Seçilmiş metin:
######

Rusya ile 5 Mart 2020'de Moskova'da imzalanan mutabakat zaptı kapsamında Türkiye'nin İdlib'deki M4 otoyolunu açma hamleleri geçtiğimiz günlerde başlamıştı. Ankara ve Suriye rejimi Rusya himayesindeki bu durumun ivmesini sürdürmek için çaba sarf ediyor.
Moskova'da 28 Aralık'ta yapılan savunma bakanları toplantısının ardından Ankara, Halep-Lazkiye Uluslararası Karayolu'nun (M4) açılması dosyasına odaklanmaya başladı. M4 karayolunun kapalı kalması, 2020 yılının Mart ayında Moskova'da Mutabakat Zaptı'nın imzalanmasından bu yana Moskova tarafından Türk tarafında kaydedilen olumsuz bir mesele olarak görülüyor. Türkiye ile Suriye rejimi arasındaki normalleşme görüşmeleri sırasında dosya yeniden masaya yatırıldı. Suriyeli muhalif kaynaklara ve basında çıkan haberlere göre Türkiye, karayolunu Rusya ve rejimin de dahil olduğu üçlü bir denetim ile işletmek istiyor. Tüm hakimiyeti elinde bulundurmak isteyen rejim güçleri ise yolun büyük bir kısmını egemenliği altında tutuyor. Türk kuvvetleri ve kendisine bağlı guruplar ise yolun küçük bir kısmını kontrol ediyor.

######

Şekil işaretleme girdileri

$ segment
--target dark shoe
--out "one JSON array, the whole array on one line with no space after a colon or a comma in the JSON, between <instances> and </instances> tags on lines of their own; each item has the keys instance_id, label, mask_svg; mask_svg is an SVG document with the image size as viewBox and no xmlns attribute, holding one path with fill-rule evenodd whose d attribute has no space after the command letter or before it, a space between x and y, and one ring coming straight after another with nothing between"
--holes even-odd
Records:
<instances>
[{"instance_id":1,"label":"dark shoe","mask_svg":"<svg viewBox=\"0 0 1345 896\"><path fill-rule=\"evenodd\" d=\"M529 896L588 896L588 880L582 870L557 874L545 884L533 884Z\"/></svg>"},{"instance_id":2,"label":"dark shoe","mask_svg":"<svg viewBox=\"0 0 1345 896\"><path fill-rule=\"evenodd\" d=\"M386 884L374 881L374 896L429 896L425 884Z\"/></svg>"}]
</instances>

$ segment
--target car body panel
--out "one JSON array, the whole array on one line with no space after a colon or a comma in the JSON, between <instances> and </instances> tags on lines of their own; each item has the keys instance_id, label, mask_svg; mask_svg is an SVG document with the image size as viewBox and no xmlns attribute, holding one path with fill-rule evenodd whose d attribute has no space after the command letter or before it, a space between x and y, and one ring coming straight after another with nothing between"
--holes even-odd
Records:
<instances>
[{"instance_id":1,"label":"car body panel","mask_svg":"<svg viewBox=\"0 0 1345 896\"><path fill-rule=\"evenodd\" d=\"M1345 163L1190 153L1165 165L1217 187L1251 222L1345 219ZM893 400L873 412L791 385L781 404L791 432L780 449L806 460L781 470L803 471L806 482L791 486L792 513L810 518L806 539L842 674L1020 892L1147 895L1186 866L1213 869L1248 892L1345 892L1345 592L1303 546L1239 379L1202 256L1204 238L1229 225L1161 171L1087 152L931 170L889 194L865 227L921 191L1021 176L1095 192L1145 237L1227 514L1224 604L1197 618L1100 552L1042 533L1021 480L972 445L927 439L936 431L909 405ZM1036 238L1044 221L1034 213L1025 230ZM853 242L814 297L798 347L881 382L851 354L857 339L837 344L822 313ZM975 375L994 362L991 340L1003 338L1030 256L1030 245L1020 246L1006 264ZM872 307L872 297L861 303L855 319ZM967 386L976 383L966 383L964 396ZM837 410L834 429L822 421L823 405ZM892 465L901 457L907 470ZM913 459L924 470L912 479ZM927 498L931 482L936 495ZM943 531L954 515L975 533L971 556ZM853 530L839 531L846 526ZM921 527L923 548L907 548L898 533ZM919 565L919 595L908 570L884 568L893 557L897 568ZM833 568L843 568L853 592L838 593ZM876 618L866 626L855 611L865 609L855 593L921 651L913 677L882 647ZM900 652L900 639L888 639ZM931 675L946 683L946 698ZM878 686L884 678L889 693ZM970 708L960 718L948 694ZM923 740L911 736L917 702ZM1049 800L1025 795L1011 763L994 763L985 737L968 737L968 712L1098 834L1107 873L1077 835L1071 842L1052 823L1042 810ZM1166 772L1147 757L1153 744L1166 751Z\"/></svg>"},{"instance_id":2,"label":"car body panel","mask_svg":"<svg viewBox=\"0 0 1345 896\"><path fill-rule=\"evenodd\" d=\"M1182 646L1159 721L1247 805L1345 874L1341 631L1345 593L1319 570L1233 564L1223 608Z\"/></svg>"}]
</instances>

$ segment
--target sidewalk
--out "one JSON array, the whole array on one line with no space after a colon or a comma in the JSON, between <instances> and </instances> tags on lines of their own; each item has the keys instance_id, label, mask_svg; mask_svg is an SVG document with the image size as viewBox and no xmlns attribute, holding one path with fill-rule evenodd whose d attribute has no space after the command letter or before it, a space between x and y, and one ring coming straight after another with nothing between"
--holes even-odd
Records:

######

Yapılacak işler:
1. M4 karayolu metnine göre savunma bakanları toplantısı hangi tarihte ve nerede yapıldı?
2. M4 karayolu metnini kaldığı yerden sürdürün.

Görev yanıtları:
1. 28 Aralık'ta Moskova'da yapıldı.

2.
Raporlar, TSK ve istihbarattan yetkililerin, gruplara yolu işletmeye hazır olduklarını bildirdiğini ortaya koydu. Türkiye, öncelikle üçlü iş birliği mekanizmasının etkinliğini test etmeden önce yolu tamamen teslim etmek istemiyor. Karayolunda kendi topraklarına doğru yeni bir göç dalgasına yol açacak ve rejim ve Rusya ile yapılan görüşmelerin ana maddesi olan mülteci sorununu daha da ağırlaştıracak yeni bir çatışma çıkmayacağından emin olduktan sonra yolu rejime teslim edip Türk kontrol noktalarını çekmeyi düşünüyor.
Türk yetkililer ile Heyetu Tahriru’ş Şam (HTŞ) liderleri arasında geçtiğimiz hafta iki görüşme gerçekleştirildiği öne sürüldü. Görüşmede yol üzerindeki Türk gözlem noktalarının korunması, emniyete alınması ve (göstericilerin rejimle yakınlaşmayı protesto etmek için bu noktalardan bazılarına son zamanlarda yaptığı gibi) bu noktalara yaklaşılmaması konusunun gündeme geldiği iddia edildi. Ayrıca Şam ve Moskova ile anlaşmaya varılması halinde yol açma planını bozacak herhangi bir eylemde bulunulmayacağı da teyit edildi. Aynı raporlara göre Türkiye, rejimin egemenlik ve işleyişinin gözetimini talep ettiği HTŞ kontrolündeki Bab el-Hava geçidini yeniden kullanıma sokarak M4 otoyolunun işletilmesi ve Suriye üzerinden transit geçiş yolunun açılması planını da ortaya koydu.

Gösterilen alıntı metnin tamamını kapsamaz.